START The data
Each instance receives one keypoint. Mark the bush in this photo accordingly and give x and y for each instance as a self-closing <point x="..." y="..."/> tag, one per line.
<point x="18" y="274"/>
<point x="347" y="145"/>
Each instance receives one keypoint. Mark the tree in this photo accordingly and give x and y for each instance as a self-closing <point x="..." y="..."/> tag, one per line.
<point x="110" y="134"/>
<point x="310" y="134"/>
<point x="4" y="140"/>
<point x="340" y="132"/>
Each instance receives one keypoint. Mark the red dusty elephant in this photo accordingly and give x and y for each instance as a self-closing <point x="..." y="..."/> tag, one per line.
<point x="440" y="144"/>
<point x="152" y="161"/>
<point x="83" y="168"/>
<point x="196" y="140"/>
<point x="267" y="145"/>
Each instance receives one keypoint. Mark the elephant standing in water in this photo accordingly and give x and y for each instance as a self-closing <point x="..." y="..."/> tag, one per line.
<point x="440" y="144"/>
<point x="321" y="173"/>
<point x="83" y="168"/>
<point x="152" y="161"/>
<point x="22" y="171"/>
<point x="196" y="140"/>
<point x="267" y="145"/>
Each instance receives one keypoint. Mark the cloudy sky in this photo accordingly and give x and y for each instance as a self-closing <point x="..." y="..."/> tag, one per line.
END The data
START The data
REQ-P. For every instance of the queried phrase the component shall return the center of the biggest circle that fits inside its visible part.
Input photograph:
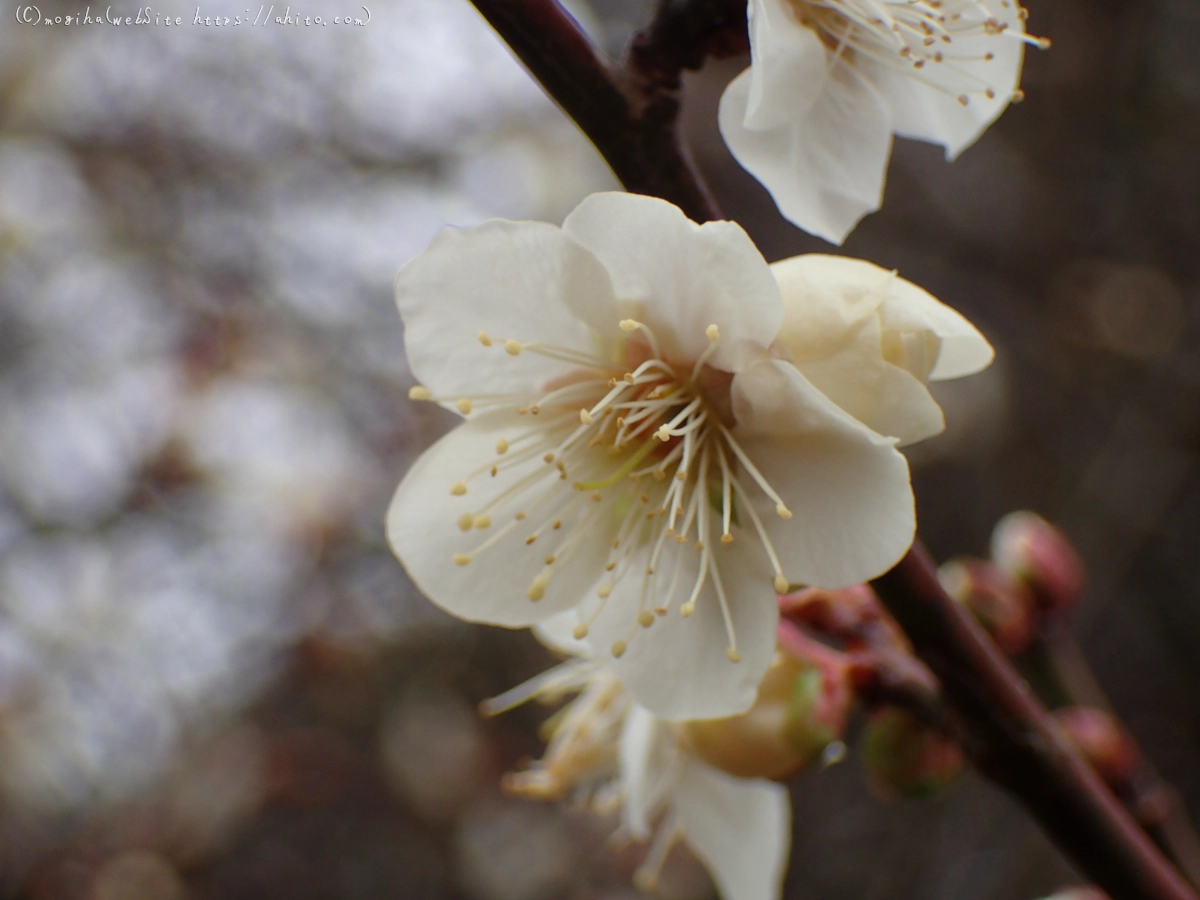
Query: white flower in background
END The data
START The data
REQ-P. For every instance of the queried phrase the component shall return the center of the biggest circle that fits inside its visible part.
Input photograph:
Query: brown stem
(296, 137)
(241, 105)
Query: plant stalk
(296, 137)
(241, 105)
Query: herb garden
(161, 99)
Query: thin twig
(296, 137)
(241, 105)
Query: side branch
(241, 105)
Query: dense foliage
END The data
> Task
Scan the records above for the lines holding "Query: plant stalk" and "Query: dense foliage". Transcribe those two and every line between them word for word, and no others.

> Worked solution
Query: plant stalk
(296, 137)
(241, 105)
Query: herb garden
(161, 99)
Query: thin twig
(296, 137)
(241, 105)
Query: side branch
(241, 105)
Query: dense foliage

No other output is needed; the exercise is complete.